(INFORMATION)
+---+

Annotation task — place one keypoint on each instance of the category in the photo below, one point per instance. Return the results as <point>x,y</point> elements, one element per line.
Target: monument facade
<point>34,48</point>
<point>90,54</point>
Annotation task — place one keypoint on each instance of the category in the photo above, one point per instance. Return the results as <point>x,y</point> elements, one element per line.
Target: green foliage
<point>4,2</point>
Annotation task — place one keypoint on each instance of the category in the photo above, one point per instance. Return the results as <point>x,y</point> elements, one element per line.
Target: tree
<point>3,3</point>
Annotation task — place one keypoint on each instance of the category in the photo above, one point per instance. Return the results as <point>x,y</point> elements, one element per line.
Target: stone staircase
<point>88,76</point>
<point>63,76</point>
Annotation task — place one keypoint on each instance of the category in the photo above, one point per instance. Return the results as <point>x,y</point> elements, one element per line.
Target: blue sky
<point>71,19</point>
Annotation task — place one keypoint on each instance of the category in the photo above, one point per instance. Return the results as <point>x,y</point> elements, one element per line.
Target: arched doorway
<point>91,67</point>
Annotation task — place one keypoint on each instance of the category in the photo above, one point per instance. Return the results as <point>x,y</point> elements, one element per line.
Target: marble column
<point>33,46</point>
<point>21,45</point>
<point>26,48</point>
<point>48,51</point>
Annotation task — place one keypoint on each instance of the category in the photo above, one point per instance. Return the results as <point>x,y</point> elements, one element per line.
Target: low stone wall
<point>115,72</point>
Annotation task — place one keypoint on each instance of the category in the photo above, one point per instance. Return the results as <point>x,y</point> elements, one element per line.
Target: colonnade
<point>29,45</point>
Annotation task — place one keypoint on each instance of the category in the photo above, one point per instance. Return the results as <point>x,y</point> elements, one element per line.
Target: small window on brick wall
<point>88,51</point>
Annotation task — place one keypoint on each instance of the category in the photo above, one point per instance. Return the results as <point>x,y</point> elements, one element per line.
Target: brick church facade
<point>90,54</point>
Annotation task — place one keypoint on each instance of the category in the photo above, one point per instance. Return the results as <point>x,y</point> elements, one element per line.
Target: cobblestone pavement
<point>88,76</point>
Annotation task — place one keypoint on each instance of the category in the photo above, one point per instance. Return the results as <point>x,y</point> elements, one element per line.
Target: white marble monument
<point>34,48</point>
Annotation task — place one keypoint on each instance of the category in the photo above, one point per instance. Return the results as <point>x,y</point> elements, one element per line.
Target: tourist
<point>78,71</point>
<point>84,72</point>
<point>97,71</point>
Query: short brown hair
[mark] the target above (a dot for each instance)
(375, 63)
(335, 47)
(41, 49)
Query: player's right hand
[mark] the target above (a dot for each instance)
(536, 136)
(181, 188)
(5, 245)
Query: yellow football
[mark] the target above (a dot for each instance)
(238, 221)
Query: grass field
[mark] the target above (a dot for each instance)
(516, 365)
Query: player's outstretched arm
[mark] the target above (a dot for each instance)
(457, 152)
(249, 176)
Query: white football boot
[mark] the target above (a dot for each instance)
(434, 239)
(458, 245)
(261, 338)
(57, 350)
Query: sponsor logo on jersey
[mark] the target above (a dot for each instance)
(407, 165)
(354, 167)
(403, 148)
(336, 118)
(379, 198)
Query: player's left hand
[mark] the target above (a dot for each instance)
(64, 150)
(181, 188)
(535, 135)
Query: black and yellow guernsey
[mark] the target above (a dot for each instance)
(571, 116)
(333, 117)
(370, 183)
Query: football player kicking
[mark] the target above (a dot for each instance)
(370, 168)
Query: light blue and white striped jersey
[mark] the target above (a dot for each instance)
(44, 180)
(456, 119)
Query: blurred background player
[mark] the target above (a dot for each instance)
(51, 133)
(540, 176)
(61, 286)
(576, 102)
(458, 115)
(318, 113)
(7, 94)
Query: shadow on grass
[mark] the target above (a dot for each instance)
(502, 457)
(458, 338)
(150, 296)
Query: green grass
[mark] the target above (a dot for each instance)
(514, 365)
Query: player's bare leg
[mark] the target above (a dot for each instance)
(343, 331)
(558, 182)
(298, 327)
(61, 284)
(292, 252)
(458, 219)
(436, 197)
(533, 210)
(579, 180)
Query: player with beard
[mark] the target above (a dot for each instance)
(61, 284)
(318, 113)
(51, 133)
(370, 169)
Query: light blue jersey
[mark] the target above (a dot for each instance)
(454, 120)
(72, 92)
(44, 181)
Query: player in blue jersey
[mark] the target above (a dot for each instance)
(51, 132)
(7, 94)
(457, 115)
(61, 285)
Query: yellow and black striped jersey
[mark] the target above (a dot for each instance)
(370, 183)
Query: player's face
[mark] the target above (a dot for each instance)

+---+

(ASSIGNED TASK)
Working from the entries above, find every line in which the word "black" occurs and copy it.

(SOLUTION TO THIS TASK)
Query: black and yellow guernsey
Query: yellow and black striped jersey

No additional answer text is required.